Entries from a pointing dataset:
┌──

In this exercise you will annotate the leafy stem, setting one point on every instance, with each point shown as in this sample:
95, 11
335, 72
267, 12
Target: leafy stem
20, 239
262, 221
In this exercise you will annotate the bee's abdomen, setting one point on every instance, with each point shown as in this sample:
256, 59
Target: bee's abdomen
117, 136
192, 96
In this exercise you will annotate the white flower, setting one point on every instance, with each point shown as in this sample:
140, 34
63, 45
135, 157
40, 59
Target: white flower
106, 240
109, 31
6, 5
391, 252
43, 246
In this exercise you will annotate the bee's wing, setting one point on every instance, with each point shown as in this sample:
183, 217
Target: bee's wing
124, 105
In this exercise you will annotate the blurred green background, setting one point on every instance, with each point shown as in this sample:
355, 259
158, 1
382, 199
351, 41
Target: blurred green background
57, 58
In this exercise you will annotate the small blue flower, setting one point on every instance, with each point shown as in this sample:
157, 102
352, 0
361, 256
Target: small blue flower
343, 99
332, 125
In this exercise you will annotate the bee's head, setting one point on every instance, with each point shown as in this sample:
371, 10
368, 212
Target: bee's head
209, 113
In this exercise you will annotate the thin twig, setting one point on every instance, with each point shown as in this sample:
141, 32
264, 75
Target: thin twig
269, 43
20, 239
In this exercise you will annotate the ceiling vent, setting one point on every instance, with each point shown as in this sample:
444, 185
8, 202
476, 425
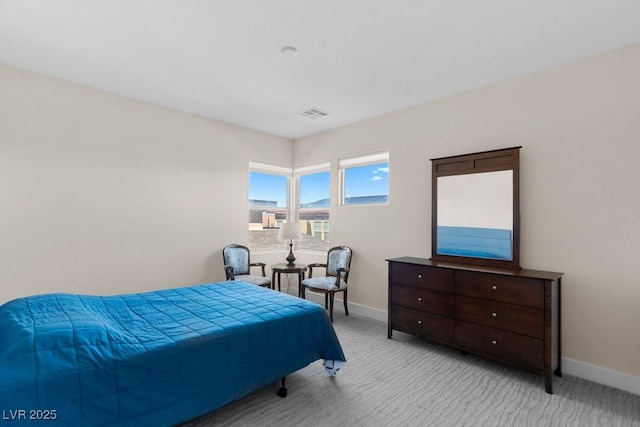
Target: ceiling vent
313, 113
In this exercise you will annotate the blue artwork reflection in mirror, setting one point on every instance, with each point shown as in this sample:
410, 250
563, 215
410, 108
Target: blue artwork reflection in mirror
475, 215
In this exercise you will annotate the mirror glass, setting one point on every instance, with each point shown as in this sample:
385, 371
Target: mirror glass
475, 208
475, 215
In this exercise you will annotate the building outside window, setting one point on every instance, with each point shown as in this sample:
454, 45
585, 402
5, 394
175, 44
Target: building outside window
268, 205
364, 180
313, 184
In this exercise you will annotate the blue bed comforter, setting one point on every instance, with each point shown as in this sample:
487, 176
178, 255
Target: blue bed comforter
155, 358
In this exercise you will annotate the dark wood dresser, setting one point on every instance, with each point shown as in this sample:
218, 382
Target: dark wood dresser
512, 316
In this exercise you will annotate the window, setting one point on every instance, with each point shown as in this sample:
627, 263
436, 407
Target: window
364, 180
268, 204
313, 183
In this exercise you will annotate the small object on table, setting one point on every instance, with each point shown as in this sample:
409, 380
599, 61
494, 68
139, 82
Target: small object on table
278, 269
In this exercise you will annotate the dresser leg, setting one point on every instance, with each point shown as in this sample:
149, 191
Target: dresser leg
548, 383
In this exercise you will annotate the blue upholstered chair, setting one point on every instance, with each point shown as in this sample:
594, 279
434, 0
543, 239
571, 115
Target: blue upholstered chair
237, 266
335, 280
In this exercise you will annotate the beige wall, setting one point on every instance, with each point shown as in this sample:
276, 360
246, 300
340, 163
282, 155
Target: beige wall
580, 131
104, 194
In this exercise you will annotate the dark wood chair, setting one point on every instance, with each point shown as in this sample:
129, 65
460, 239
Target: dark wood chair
335, 280
237, 266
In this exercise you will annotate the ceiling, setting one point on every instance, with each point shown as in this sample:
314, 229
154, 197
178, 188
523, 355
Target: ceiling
356, 59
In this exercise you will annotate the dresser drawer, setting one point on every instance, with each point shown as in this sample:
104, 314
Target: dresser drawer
423, 299
514, 290
438, 279
422, 323
504, 346
508, 317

└──

Look above for the line containing "In this exercise you will annotate the window, setting", then transcribe it and all lines after it through the last, exactly and with nothing else.

# Exercise result
In this exercise you will annotate the window, setting one point on every instance, with each point shown as in this sample:
627, 263
436, 407
Target: window
364, 180
268, 204
313, 183
In this exercise you will annotate the small object on table, setting one point on every instance, with each point shown as in this sample:
409, 380
599, 61
494, 68
139, 82
Target: small object on table
278, 269
In this exercise you will annotate the dresser leg, setting one point on every instance, with each point shown as in this sample:
149, 191
Target: dresser leg
548, 383
In this exercise you will annotate the blue upholstered chair, setting one point on every instance, with each point shown as in this sample:
594, 279
434, 0
543, 239
571, 115
Target: blue upholstered chair
237, 266
335, 280
In this exercise you will annotate the beige wall, setting one point on every instance, with each point shown as in this sample:
276, 360
246, 300
340, 163
282, 155
Target: beige wall
580, 131
104, 194
In this exercise you will annotate the dark wood chair, setting one point on every instance, with each point shown as in this sample:
129, 65
460, 239
Target: dark wood chair
335, 280
237, 266
In this exercise you will annotate the ceiling, setting one point on every instance, with each point shown as in this sample:
314, 229
154, 197
178, 188
523, 355
Target: ceiling
356, 59
In this exercise you will annotate the dresser drawer, setting one point on every instance, with each point shown as in this sample:
104, 314
Target: dresser drawer
423, 299
514, 290
438, 279
422, 323
504, 346
508, 317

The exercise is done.